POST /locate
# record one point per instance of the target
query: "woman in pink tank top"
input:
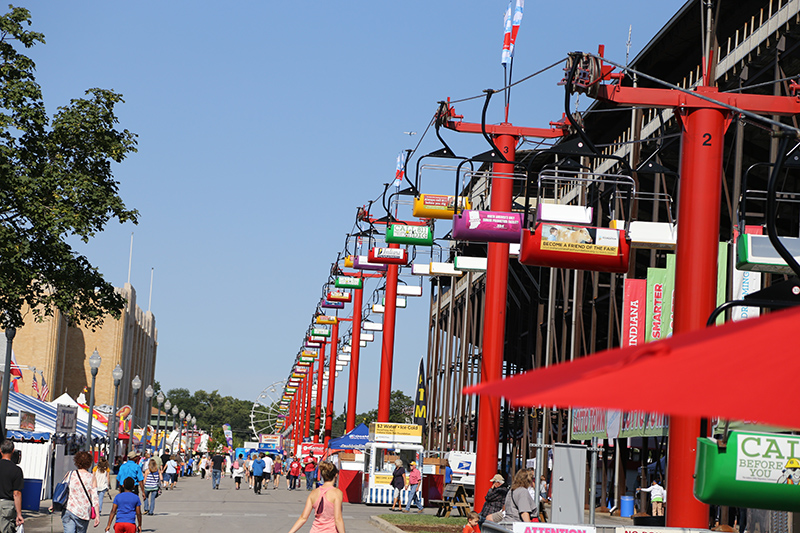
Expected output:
(326, 504)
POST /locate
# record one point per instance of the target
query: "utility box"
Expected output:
(568, 483)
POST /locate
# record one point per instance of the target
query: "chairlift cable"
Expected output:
(526, 78)
(743, 112)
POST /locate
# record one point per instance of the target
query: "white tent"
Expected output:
(83, 415)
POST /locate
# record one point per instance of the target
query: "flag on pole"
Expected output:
(400, 172)
(506, 56)
(45, 389)
(35, 387)
(16, 373)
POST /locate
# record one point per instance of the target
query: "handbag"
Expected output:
(92, 512)
(61, 494)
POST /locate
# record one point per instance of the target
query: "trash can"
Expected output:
(31, 494)
(626, 506)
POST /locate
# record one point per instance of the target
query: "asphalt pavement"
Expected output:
(194, 506)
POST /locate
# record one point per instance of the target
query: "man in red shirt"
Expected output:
(294, 472)
(309, 469)
(414, 481)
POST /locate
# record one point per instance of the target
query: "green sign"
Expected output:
(407, 234)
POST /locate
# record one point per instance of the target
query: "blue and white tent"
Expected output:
(355, 440)
(46, 415)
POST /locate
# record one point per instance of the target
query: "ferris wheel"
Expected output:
(265, 415)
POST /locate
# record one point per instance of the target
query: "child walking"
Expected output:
(128, 510)
(472, 523)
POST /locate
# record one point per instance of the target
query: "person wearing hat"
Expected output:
(131, 469)
(414, 482)
(494, 501)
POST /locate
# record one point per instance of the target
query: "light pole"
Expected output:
(94, 365)
(159, 401)
(136, 384)
(148, 393)
(174, 425)
(117, 375)
(10, 333)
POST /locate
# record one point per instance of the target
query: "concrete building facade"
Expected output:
(61, 351)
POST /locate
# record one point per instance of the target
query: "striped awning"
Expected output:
(46, 415)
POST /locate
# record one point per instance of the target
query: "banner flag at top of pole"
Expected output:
(506, 56)
(511, 27)
(399, 173)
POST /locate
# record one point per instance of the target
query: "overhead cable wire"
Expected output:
(701, 96)
(526, 78)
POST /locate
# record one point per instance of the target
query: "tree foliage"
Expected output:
(56, 183)
(213, 410)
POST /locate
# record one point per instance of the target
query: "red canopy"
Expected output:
(742, 371)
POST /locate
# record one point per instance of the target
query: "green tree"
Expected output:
(56, 183)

———

[What is being asked] Make an exact copy of the listing above. Do not include the pictures.

[Right answer]
POST /locate
# record one point per instance of the target
query: "woman in pink tank top"
input:
Expected output:
(326, 504)
POST /locate
# record one point per instance of the target
query: "utility box"
Expected output:
(568, 483)
POST /locate
# record one point per instance of the target
query: "chairlift cable"
Expected output:
(526, 78)
(743, 112)
POST /locate
# record one point per instance of the target
query: "white tent"
Expected output:
(83, 415)
POST /locate
# record one point per instance of the target
query: "flag on pole"
Expected output:
(400, 172)
(506, 56)
(45, 389)
(35, 387)
(16, 373)
POST /locate
# record one point per instance of the target
query: "handbag"
Expected output:
(92, 512)
(61, 494)
POST /locate
# record one point per instance of the target
query: "trash can"
Expected output:
(31, 494)
(626, 506)
POST /locate
# record one point per instance of the target
query: "asphalt pavement"
Expected output:
(194, 506)
POST /locate
# record one point per instance of the target
query: "man in red shirt"
Expected output:
(294, 472)
(309, 469)
(414, 481)
POST /locate
# record one point per instance of the target
query: "green sign"
Expected output:
(407, 234)
POST /locate
# record one point per instance of the target
query: "blue and white tent"
Expected output:
(355, 440)
(46, 415)
POST /locate
# record one point per instance of the target
query: "ferris wheel"
Expected output:
(265, 415)
POST /locate
# record one point per instance of the target
query: "child walking"
Expected output:
(128, 510)
(472, 523)
POST /locate
# record one point per instance of the target
query: "person wearing hat"
Expected output:
(131, 469)
(414, 482)
(494, 501)
POST /locate
# record one point per instance of the target
query: "light pole"
Expected output:
(94, 365)
(159, 401)
(136, 384)
(148, 393)
(174, 425)
(117, 375)
(10, 333)
POST /locate
# record one point per instance of the target
query: "concrete building facade"
Expected output:
(61, 351)
POST /locate
# record one point per instance of the target
query: "striped awning"
Expected output:
(46, 415)
POST /locate
# record one point per instance of the target
query: "banner flag at top of pole"
Expected output:
(506, 56)
(511, 27)
(399, 173)
POST /locate
# record one point per instance of the target
query: "overhead cable wire"
Expected output:
(701, 96)
(526, 78)
POST /locate
# record one point per instance of the target
query: "tree foliage"
Expected output:
(56, 183)
(213, 410)
POST /locate
# record one point per instance of the target
query: "red canopy"
Expected output:
(742, 371)
POST /locate
# record one point per instance of the target
query: "green tree"
Expected output:
(56, 183)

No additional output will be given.